Assignment: Repeat each record below exactly as it is written.
Records shown below:
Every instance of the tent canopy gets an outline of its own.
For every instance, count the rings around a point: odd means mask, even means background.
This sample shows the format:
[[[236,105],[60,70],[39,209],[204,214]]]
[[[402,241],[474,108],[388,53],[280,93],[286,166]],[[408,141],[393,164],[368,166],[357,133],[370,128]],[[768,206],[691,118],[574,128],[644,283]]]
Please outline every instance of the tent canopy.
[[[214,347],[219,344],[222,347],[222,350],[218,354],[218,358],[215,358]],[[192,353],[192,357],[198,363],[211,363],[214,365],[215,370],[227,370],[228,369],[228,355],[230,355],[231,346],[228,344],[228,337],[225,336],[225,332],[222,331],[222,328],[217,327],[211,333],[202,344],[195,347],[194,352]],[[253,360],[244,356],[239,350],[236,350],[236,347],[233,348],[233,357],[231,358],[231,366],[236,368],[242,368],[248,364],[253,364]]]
End of Records shown.
Written response:
Every instance of the tent canopy gets an outline of its own.
For every instance, count the rings around a point: odd means mask, even means background.
This sample shows the format:
[[[236,105],[60,70],[39,209],[204,214]]]
[[[402,241],[474,108],[388,53],[280,93],[286,166]],[[408,141],[393,164],[368,166],[357,133],[370,128]],[[768,206],[691,118],[574,128],[644,283]]]
Please outline every instance of the tent canopy.
[[[214,347],[219,344],[222,347],[222,350],[218,354],[218,358],[215,358]],[[192,353],[192,357],[198,363],[211,363],[214,365],[215,370],[227,370],[228,369],[228,355],[230,355],[231,346],[228,344],[228,337],[225,336],[225,332],[222,331],[222,328],[217,327],[211,333],[202,344],[195,347],[194,352]],[[253,360],[244,356],[239,350],[236,350],[236,347],[233,348],[233,357],[231,358],[231,366],[236,368],[242,368],[248,364],[253,364]]]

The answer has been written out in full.